* [TEXT SECTION]
%%

20 August 2025

Made-up body parts? Tech bots must be dreaming

The Back Page

AI is not the only thing that is failing to learn from past mistakes.


When it comes to the Brave New World of artificial intelligence, never has the aphorism “You couldn’t make this shit up” seemed more apposite.

Because when it comes to genuinely making shit up, the AI bots are effortlessly raising the barking moonbat bonkers bar to unprecedented heights, and never more so than in the world of healthcare.

The propensity of the tech bots to invent “facts” and tell convincing lies is euphemistically referred to in the AI development world as “hallucinations”. Which makes them sound a bit harmless, but in reality these illusory facts can be downright terrifying, especially if no-one actually notices the errors.  

A salutary example of this phenomenon has recently come to light, thanks to the good old-fashioned efforts of a real-life expert, a neurologist and researcher called Bryan Moore.

We have Dr Moore to thank for pointing out that one of tech giant Google’s AI healthcare models, called Med-Gemini, isn’t quite as smart as its developers claim it is.  

Until Dr Moore came along, Google researchers had been happily spruiking Med-Gemini’s ability to analyse brain scans from radiology laboratories for various conditions.

One of the AI bot’s analyses identified an “old left basilar ganglia infarct”, in a part of the brain called the “basilar ganglia”.

Which all sounds terribly clever, until Dr Moore pointed out that no such body part called the “basilar ganglia” actually exists.

According to Google, the AI likely conflated the basal ganglia, an area of the brain that’s associated with motor movements and habit formation, and the basilar artery, a major blood vessel at the base of the brainstem. Google blamed the incident on a simple misspelling of “basal ganglia”.

%%

* [COMPLETE THE FOLLOWING]
[a] In the article on Med-Gemini, what body part did the AI name that does not exist?
[b] List every anatomical structure named in the Med-Gemini article's final paragraph, the one beginning "According to Google."
[c] Write a continuation of the article about Med-Gemini's invented brain part, starting after its last sentence.

* [DATA BELOW]
%%

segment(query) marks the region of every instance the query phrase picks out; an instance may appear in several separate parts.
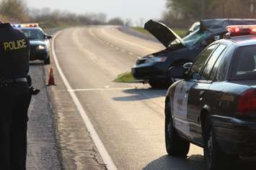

%%

* [SOLVED TASKS]
[a] The "basilar ganglia."

[b] basal ganglia, brain, basilar artery, brainstem

[c]
Now comes the scary part. Nobody noticed the mistake for more than a year. 

What’s more, while Google were happy to correct the error in a blog post referring to the AI research paper, the mistake had yet to be rectified in the research paper itself.

It’s quite possible the engineering types at Google think that this is no big deal and nobody was harmed by this seemingly simple cock-up.

Other medical professionals are not so sanguine, however.

They argue that, in a medical context, AI hallucinations such as these could easily lead to confusion and potentially put lives at risk.

After all, it would be naïve to think that in a busy and high-pressured medical environment that flesh-and-blood humans would have the capacity to monitor and double-check these AI outputs in each instance.

In fact, having to do that would be inefficient and counter-productive, negating the very thing the AI hucksters purport is the technology’s selling point. 

Your grizzled Back Page scribe now feels compelled to point out that this may not be the very first time that technologies designed to make our lives easier and more efficient have had the opposite impact.